** START OF Raw records **

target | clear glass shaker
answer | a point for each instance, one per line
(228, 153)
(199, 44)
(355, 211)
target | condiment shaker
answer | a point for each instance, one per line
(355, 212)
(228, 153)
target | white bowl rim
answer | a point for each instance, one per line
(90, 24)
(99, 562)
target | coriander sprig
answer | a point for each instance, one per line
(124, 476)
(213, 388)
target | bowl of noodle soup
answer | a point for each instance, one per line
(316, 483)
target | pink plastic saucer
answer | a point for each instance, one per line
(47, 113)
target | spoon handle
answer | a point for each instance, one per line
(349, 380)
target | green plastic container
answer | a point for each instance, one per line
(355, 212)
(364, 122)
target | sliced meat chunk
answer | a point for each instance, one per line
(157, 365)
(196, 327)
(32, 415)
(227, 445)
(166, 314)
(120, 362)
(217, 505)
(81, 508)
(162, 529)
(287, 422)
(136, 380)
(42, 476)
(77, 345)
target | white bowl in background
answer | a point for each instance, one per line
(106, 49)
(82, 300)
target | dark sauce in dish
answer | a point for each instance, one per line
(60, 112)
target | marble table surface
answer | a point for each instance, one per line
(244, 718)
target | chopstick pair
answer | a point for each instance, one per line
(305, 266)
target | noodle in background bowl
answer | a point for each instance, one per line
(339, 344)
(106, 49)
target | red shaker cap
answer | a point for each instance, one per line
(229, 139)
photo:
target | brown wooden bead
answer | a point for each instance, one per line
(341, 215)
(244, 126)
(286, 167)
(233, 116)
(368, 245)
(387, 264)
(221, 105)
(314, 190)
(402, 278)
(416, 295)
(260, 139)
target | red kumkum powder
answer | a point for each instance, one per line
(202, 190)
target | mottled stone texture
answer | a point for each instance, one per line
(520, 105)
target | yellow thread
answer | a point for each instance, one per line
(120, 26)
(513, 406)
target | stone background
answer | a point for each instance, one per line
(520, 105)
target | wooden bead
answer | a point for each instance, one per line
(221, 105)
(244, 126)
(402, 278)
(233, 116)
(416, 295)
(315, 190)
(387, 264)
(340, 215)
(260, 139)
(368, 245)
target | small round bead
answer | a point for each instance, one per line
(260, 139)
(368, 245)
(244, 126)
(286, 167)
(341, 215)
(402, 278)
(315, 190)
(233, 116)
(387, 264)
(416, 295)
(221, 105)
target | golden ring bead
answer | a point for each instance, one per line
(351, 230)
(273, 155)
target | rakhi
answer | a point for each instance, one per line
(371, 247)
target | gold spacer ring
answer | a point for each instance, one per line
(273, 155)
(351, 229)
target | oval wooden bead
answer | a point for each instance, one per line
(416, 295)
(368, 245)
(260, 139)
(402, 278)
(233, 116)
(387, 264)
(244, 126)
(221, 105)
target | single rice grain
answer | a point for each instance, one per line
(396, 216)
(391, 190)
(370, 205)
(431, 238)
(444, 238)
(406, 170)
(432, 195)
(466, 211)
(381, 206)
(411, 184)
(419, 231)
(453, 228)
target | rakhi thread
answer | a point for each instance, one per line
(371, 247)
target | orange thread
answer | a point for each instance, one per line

** END OF Raw records **

* _What the task asks_
Rewrite the lines of all the items above as a single numbered list, omitting any blank lines.

* _Worked solution_
1. target | clear glass shaker
2. answer | a point for each instance, one per line
3. (228, 153)
4. (199, 44)
5. (355, 211)
6. target | condiment shaker
7. answer | a point for each instance, one per line
8. (355, 212)
9. (228, 153)
10. target | white bowl rim
11. answer | a point for each instance, one per line
12. (90, 24)
13. (99, 562)
14. target | coriander sprig
15. answer | a point for each instance, one per line
16. (124, 476)
17. (213, 388)
18. target | bowl of noodle soup
19. answer | a point for each instance, one per line
20. (316, 483)
21. target | pink plastic saucer
22. answer | a point for each instance, one per line
23. (47, 113)
24. target | spoon handle
25. answer | a point for each instance, one per line
26. (349, 380)
27. target | green plastic container
28. answer | a point for each instance, one per line
29. (355, 212)
30. (364, 122)
31. target | sliced meat chunk
32. answer | a point for each instance, one per line
33. (157, 365)
34. (196, 327)
35. (32, 415)
36. (227, 445)
37. (166, 314)
38. (120, 362)
39. (217, 505)
40. (81, 508)
41. (162, 529)
42. (287, 422)
43. (136, 380)
44. (42, 476)
45. (77, 345)
46. target | white bowl in background
47. answer | a point for each instance, one per line
48. (106, 49)
49. (82, 300)
50. target | dark sauce in dish
51. answer | a point for each instance, one per line
52. (60, 112)
53. target | marble table surface
54. answer | a point for each instance, one per line
55. (244, 718)
56. target | chopstick pair
57. answer | a point for each instance, one per line
58. (305, 266)
59. target | noodle in background bowl
60. answer | a point for each instance, one per line
61. (339, 344)
62. (106, 49)
63. target | red shaker cap
64. answer | a point for each instance, one per line
65. (229, 139)
66. photo:
67. target | brown wooden bead
68. answer | a point for each instance, one per line
69. (341, 215)
70. (244, 126)
71. (286, 167)
72. (233, 116)
73. (368, 245)
74. (387, 264)
75. (221, 105)
76. (314, 190)
77. (402, 278)
78. (416, 295)
79. (260, 139)
80. target | red kumkum powder
81. answer | a point for each instance, one per line
82. (202, 190)
83. target | mottled stone texture
84. answer | a point for each instance, one per line
85. (520, 105)
86. target | yellow thread
87. answer | a point for each instance, one per line
88. (120, 26)
89. (513, 406)
90. target | stone background
91. answer | a point for each instance, one per line
92. (520, 105)
93. target | wooden bead
94. answer | a point for each instance, one per line
95. (221, 105)
96. (244, 126)
97. (402, 278)
98. (233, 116)
99. (416, 295)
100. (315, 190)
101. (387, 264)
102. (340, 215)
103. (260, 139)
104. (368, 245)
105. target | small round bead
106. answer | a point for each instance, one per line
107. (260, 139)
108. (368, 245)
109. (244, 126)
110. (286, 167)
111. (341, 215)
112. (402, 278)
113. (315, 190)
114. (233, 116)
115. (387, 264)
116. (416, 295)
117. (221, 105)
118. target | golden ring bead
119. answer | a point for each instance, one per line
120. (351, 230)
121. (273, 155)
122. target | rakhi
123. answer | a point for each instance, one per line
124. (371, 247)
125. target | gold spacer ring
126. answer | a point for each instance, one per line
127. (273, 155)
128. (351, 229)
129. target | oval wooden bead
130. answer | a point for each instance, one per line
131. (416, 295)
132. (368, 245)
133. (260, 139)
134. (402, 278)
135. (233, 116)
136. (387, 264)
137. (244, 126)
138. (221, 105)
139. target | single rice grain
140. answer | a point for each instance, one per line
141. (396, 216)
142. (391, 190)
143. (370, 205)
144. (431, 238)
145. (444, 238)
146. (406, 170)
147. (432, 195)
148. (466, 211)
149. (381, 206)
150. (411, 184)
151. (419, 231)
152. (453, 228)
153. target | rakhi thread
154. answer | a point for each instance, one per line
155. (371, 247)
156. target | orange thread
157. answer | a point for each instance, one per line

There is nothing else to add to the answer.